> [Document passage]:
Sea lamprey invaded the upper Great Lakes in the 1920s from the Atlantic Ocean through the Welland Canal.

Alewives entered the Great Lakes through rivers and canals. They arrived in Lake Erie from Lake Ontario in 1931. In Lake Michigan, their populations exploded in the 1960s and 70s, resulting in huge die-offs. Today alewives are controlled today by stocked salmon and trout. Alewife populations never became abundant in Lake Superior.

The St. Lawrence Seaway was completed, allowing large amounts of ballast water to reach the Great Lakes.

Eurasian water milfoil came to North America from Europe in the 1940s. It spread westward into inland lakes by boats and waterbirds, reaching Midwestern states between 1950 and 1980. Infestations in Wisconsin were reported as early as the 1960s starting in southern Wisconsin and now inhabit 54 counties and 338 Wisconsin waterbodies.

Rusty crayfish were likely brought to Wisconsin, as bait. They may have spread via ballast water or by students after studying crayfish. Populations have expanded since 1960 throughout northern Wisconsin lakes and streams.

> [What you should do]: Name each individual lake the passage on species reaching the Great Lakes region mentions by name.

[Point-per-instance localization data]

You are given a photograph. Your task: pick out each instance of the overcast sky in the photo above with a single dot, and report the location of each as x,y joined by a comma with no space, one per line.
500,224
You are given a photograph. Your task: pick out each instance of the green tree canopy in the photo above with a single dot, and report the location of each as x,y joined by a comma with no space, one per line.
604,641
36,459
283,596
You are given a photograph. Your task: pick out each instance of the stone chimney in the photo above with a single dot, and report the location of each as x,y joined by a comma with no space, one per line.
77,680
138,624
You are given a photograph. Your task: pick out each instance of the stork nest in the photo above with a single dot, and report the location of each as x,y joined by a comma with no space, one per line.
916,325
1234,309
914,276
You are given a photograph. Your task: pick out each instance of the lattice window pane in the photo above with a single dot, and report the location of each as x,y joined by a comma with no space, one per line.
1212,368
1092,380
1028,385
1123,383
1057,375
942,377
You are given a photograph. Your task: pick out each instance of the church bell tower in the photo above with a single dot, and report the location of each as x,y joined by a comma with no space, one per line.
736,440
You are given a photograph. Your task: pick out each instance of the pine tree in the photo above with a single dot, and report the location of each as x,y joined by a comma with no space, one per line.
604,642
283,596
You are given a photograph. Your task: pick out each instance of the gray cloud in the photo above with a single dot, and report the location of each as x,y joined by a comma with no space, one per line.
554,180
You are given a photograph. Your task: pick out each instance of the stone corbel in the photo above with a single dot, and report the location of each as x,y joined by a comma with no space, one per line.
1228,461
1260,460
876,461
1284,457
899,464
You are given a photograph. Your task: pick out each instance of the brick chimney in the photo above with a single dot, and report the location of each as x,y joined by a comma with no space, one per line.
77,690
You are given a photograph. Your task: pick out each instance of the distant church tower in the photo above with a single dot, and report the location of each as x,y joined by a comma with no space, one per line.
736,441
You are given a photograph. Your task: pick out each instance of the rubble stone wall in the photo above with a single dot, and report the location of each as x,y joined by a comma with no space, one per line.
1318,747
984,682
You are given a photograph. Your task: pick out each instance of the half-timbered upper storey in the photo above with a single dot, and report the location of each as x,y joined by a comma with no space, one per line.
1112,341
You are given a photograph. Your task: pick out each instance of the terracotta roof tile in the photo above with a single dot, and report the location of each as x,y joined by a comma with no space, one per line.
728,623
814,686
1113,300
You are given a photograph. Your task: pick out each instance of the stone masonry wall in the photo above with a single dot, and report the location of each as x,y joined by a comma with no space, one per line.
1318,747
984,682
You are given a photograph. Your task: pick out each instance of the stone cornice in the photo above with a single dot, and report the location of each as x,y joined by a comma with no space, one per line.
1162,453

> [Task answer]: Lake Erie, Lake Ontario, Lake Michigan, Lake Superior